**INSTRUCTIONS FOR THE TASK**
Look through the data below, and copy each line that carries the word "shirt".

Excerpts from a dataset

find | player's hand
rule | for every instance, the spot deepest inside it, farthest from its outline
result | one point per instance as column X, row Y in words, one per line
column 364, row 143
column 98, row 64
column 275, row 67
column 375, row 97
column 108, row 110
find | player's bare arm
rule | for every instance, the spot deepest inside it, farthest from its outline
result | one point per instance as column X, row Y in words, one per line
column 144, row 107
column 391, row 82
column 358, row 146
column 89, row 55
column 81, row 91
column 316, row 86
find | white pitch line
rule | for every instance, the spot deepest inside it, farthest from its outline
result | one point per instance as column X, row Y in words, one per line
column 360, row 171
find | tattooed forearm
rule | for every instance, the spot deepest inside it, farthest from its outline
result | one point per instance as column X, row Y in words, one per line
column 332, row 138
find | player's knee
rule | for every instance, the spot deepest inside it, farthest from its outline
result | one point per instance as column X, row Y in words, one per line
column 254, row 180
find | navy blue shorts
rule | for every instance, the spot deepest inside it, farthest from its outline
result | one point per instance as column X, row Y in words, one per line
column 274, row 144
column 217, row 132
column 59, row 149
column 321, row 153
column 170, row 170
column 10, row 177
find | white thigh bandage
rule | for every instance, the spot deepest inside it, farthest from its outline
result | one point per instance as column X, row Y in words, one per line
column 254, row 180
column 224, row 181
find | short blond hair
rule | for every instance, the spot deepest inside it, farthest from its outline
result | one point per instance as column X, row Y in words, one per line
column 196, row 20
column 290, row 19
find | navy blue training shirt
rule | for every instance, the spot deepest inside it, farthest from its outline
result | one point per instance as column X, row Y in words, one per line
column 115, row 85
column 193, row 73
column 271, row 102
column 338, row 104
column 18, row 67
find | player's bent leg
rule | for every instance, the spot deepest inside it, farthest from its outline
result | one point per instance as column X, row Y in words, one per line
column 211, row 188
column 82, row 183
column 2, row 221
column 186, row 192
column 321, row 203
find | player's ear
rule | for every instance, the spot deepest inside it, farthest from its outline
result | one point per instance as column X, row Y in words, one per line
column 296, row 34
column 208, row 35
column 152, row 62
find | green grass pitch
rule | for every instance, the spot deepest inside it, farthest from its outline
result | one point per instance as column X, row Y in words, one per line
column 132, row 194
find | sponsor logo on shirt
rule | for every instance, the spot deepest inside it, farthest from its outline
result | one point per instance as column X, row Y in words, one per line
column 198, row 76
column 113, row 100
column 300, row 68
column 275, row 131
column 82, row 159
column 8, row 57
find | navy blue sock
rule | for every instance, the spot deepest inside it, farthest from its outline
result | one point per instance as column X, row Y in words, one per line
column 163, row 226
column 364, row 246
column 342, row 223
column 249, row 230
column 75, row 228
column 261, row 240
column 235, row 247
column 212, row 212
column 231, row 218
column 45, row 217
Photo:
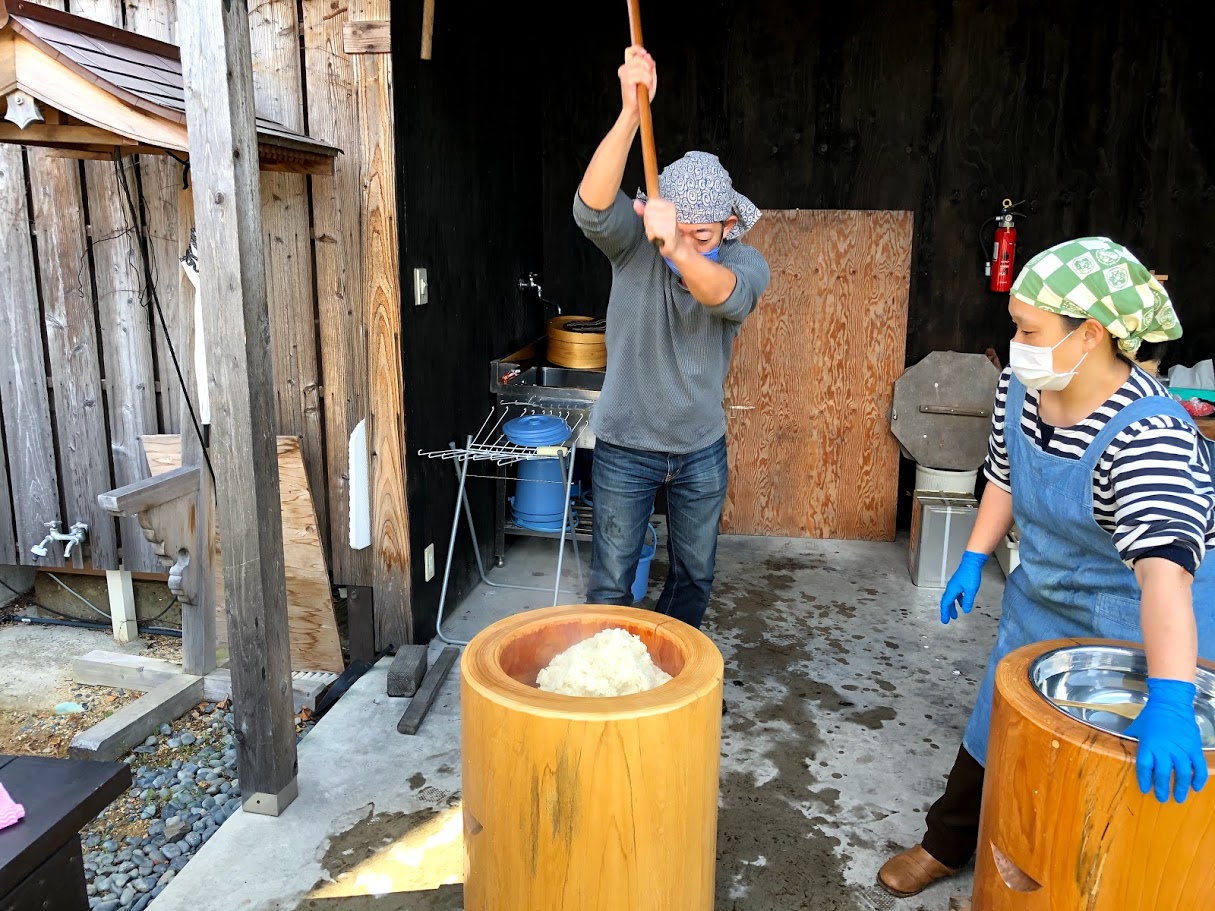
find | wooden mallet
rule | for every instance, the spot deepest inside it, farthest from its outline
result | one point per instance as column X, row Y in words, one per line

**OUTPUT OF THE EXERCISE**
find | navy blue training shirt
find | sponsor logo on shirt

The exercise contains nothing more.